[Named-object pointing records]
** START **
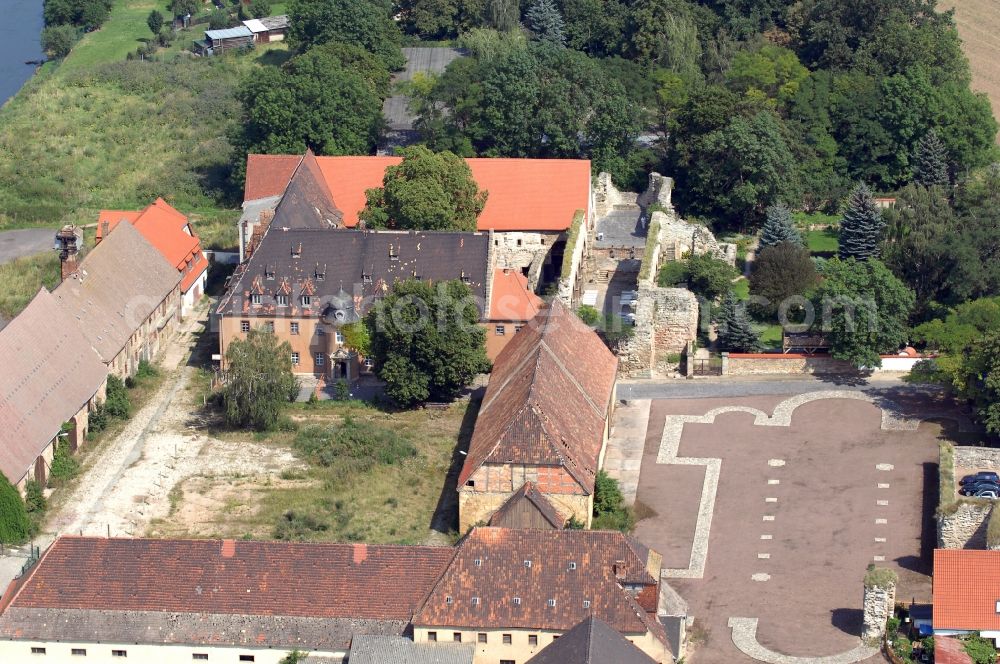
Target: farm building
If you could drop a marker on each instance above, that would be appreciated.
(268, 29)
(219, 41)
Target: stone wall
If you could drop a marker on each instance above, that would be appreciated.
(666, 319)
(762, 364)
(878, 607)
(518, 250)
(964, 525)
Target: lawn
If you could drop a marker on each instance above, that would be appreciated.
(822, 241)
(384, 504)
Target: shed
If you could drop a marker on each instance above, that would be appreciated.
(268, 29)
(227, 39)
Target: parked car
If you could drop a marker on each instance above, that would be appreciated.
(984, 476)
(970, 489)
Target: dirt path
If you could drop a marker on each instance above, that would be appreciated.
(129, 483)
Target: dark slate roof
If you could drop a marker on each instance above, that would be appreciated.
(49, 372)
(581, 571)
(366, 649)
(535, 499)
(307, 201)
(547, 400)
(593, 641)
(118, 286)
(361, 265)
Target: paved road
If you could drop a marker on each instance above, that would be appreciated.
(702, 388)
(25, 242)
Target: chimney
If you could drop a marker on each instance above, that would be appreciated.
(68, 241)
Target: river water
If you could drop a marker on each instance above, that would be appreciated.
(20, 32)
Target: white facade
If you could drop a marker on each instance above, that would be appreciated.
(54, 652)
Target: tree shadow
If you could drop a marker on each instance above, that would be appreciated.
(848, 621)
(445, 517)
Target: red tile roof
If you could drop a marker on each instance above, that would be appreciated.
(511, 299)
(524, 194)
(358, 581)
(552, 573)
(166, 229)
(547, 400)
(966, 589)
(950, 651)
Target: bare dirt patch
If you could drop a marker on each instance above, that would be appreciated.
(979, 27)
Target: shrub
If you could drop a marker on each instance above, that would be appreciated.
(117, 403)
(710, 277)
(34, 501)
(354, 445)
(610, 510)
(672, 273)
(982, 651)
(58, 41)
(15, 527)
(64, 466)
(98, 419)
(294, 526)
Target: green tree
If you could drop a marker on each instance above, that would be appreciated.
(778, 227)
(356, 22)
(425, 191)
(931, 161)
(426, 341)
(861, 226)
(546, 22)
(181, 8)
(58, 40)
(154, 21)
(735, 331)
(259, 380)
(328, 99)
(780, 272)
(503, 15)
(15, 526)
(710, 277)
(865, 309)
(610, 509)
(260, 8)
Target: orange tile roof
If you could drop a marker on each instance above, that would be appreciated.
(524, 194)
(966, 589)
(166, 229)
(511, 298)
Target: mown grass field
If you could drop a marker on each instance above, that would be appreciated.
(979, 27)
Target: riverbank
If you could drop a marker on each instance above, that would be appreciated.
(20, 37)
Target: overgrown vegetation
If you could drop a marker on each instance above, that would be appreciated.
(610, 510)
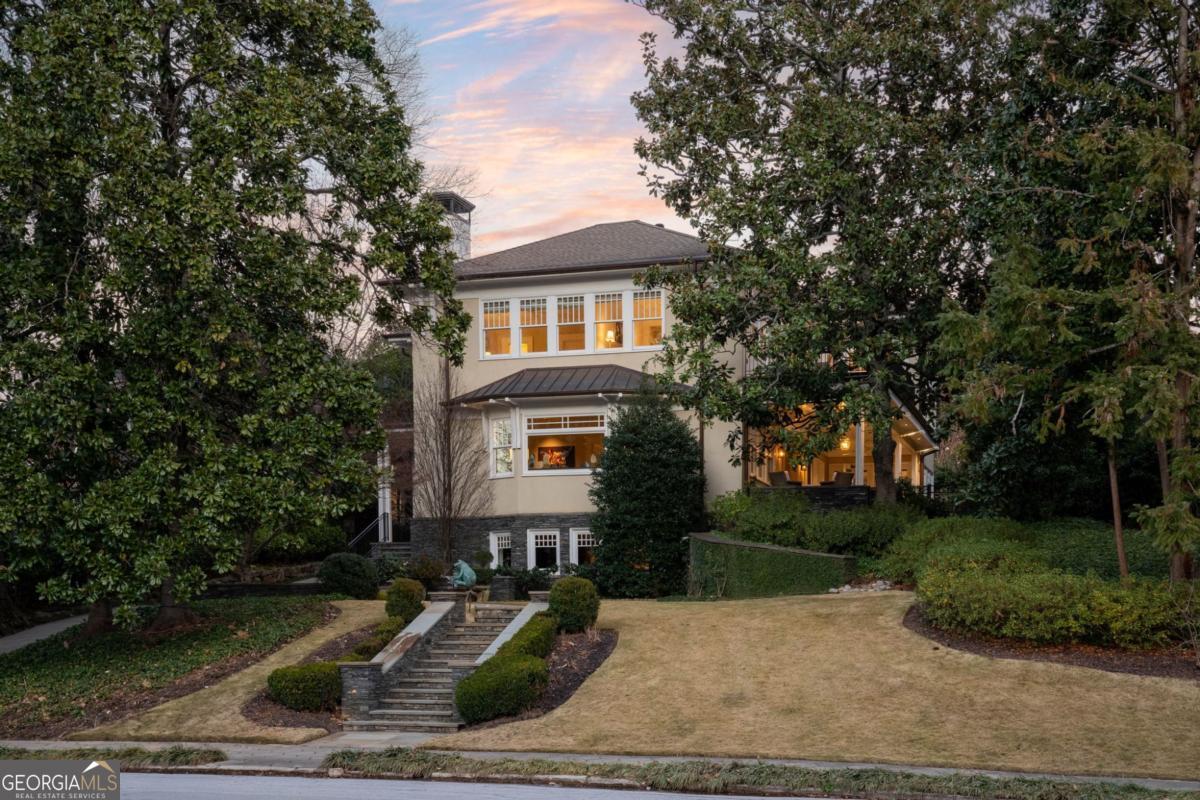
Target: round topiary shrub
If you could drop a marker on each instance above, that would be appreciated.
(405, 597)
(346, 573)
(575, 602)
(504, 685)
(306, 687)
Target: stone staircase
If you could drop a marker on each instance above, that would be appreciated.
(421, 698)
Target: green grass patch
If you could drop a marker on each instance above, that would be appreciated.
(715, 777)
(64, 675)
(173, 756)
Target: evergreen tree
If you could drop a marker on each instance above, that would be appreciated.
(649, 494)
(190, 194)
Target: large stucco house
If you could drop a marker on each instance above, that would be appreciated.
(561, 336)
** END **
[Requirement]:
Everything from the line containing "Target: green tree" to the last line of the listing above must be reproduced exactly, with no pictures included.

[Task solution]:
Target: green tree
If you could drop a marker on each instance above, that would be appreciated.
(778, 227)
(356, 22)
(425, 191)
(931, 161)
(426, 341)
(861, 226)
(546, 22)
(181, 8)
(58, 40)
(154, 21)
(735, 331)
(259, 380)
(328, 99)
(780, 272)
(503, 15)
(15, 526)
(710, 277)
(865, 309)
(610, 509)
(260, 8)
Target: orange tile roof
If you could drop a marker on each instance above, that would be appreciated.
(524, 194)
(966, 589)
(166, 229)
(511, 298)
Target: mown grass field
If you could drop a marker on each instance above, that would be appreciated.
(979, 27)
Target: riverbank
If you could drop a marker on each instance above, that would be appreciated.
(20, 37)
Target: overgrown vegetation
If you could drop a marker on each instance above, that would be appreciated.
(610, 510)
Target: round topiary shrub
If you could drop a marker on each instance above, that would be appreciated.
(405, 597)
(346, 573)
(575, 602)
(504, 685)
(306, 687)
Target: stone staircase
If you could drop a marker on each instance above, that would be appreciated.
(421, 698)
Target: green grass patch
If you could drop a marker on each instance above, that would be appreciated.
(715, 777)
(64, 675)
(173, 756)
Target: evergreen tree
If you could drop a marker on each instance above, that would be appreciated.
(649, 494)
(190, 194)
Target: large stucco house
If you could drop a marker on each instance above, that would be appreciated.
(561, 336)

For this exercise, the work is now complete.